**Material provided:**

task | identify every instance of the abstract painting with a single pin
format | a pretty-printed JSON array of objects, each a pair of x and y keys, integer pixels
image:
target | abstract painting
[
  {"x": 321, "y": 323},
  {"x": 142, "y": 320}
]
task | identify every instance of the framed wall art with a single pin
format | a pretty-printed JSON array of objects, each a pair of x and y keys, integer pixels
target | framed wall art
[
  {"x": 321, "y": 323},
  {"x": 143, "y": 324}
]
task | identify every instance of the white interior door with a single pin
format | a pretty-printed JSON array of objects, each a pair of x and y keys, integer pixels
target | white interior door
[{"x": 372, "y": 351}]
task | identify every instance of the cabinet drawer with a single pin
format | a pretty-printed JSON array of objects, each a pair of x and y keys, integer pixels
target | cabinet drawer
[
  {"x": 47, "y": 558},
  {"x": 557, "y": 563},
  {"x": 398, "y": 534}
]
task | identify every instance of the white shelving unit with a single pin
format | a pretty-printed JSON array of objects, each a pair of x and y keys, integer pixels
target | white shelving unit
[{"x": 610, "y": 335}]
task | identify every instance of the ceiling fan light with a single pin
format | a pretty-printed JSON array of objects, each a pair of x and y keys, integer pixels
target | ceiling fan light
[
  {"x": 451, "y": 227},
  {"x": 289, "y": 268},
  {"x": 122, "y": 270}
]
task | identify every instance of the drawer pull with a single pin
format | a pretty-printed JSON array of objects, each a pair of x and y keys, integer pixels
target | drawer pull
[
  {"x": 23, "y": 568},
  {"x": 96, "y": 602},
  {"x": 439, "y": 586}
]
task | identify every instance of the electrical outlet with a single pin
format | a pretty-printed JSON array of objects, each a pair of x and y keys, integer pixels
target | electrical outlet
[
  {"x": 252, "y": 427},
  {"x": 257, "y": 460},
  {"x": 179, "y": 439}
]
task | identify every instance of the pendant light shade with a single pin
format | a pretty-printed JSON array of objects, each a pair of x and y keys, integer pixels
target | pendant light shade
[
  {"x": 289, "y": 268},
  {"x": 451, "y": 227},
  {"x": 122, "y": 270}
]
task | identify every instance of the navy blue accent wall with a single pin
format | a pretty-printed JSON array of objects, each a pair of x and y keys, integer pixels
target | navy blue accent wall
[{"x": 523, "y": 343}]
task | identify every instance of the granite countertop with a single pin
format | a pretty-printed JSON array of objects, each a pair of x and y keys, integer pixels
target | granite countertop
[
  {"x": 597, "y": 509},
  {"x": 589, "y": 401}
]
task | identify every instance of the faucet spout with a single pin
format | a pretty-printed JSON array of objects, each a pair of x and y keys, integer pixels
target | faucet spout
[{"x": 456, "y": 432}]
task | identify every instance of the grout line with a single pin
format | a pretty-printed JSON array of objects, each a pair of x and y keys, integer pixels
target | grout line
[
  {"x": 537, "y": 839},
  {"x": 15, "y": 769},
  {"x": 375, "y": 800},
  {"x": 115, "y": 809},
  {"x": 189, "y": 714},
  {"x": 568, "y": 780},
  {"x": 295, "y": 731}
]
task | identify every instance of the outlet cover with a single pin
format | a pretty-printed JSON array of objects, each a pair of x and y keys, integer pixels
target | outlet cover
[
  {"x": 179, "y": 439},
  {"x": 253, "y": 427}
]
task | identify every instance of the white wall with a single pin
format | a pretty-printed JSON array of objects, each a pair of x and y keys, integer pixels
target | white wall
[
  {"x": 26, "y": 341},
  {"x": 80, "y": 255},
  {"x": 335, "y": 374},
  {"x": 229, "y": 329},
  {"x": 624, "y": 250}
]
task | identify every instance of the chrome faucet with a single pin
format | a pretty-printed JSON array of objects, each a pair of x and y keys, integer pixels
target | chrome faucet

**Exercise details:**
May I have exactly the lines from the one containing "task | identify every instance of the chrome" through the last line of the data, both included?

**Answer space:**
task | identify every instance of the chrome faucet with a single pin
format | a pretty-printed JSON array of objects, each a pair of x and y keys, integer pixels
target | chrome faucet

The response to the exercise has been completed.